● Task instructions
All of the material below is to be returned exactly.

Coordinate labeling data:

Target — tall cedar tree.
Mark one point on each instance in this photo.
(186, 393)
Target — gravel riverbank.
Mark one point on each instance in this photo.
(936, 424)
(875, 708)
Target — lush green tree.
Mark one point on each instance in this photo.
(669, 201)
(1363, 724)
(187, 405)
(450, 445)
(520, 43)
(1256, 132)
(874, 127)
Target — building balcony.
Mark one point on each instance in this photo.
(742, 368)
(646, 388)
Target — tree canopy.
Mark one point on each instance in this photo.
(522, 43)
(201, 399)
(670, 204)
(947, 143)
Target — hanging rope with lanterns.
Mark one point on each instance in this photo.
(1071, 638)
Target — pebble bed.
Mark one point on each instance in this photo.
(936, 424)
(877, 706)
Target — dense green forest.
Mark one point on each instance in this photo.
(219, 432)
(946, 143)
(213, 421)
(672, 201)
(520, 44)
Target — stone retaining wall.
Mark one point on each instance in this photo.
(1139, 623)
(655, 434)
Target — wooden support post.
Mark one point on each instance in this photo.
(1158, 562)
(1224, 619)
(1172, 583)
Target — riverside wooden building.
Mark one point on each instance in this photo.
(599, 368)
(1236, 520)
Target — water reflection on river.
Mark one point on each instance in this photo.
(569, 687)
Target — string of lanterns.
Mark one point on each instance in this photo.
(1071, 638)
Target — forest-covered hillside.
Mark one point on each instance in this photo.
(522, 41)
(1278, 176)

● Written answer
Target — tall cedar tree.
Mark one point on each instance in this photo.
(186, 393)
Target — gravel riverbank.
Mark one point on each instance in this photo.
(936, 424)
(875, 708)
Target — lush green tree.
Mark one point on each instance in this photo.
(669, 201)
(1363, 724)
(187, 405)
(450, 445)
(520, 43)
(1256, 132)
(874, 127)
Target — building balcony.
Mark one point on each instance in this photo.
(742, 368)
(646, 388)
Target — tree canopy.
Mark one point on each instance in this photo.
(522, 43)
(201, 399)
(670, 204)
(947, 143)
Target — hanging rope with lanterns.
Mark one point on each instance in this photo.
(1071, 638)
Target — pebble bed.
Mark one point on each instance in this photo.
(936, 424)
(877, 706)
Target — dense green forest.
Mark one point on each instance in this photo.
(219, 432)
(946, 143)
(213, 421)
(672, 201)
(520, 44)
Target — stone retaining wall.
Mark one point on each instance in this photo.
(1139, 623)
(655, 434)
Target — wooden support post.
Mark one point on each instance in this photo.
(1158, 562)
(1224, 619)
(1172, 583)
Target — riverside wooden building.
Mark one point on each instance in this photo.
(599, 368)
(1236, 520)
Target — water reflection on river.
Mark one point on each instance in this photo.
(569, 687)
Target — string of lanterns.
Mark one point on each instance in this photo.
(1071, 638)
Target — forest-covered hillside.
Mark one point on each instance in this photo.
(522, 41)
(1278, 176)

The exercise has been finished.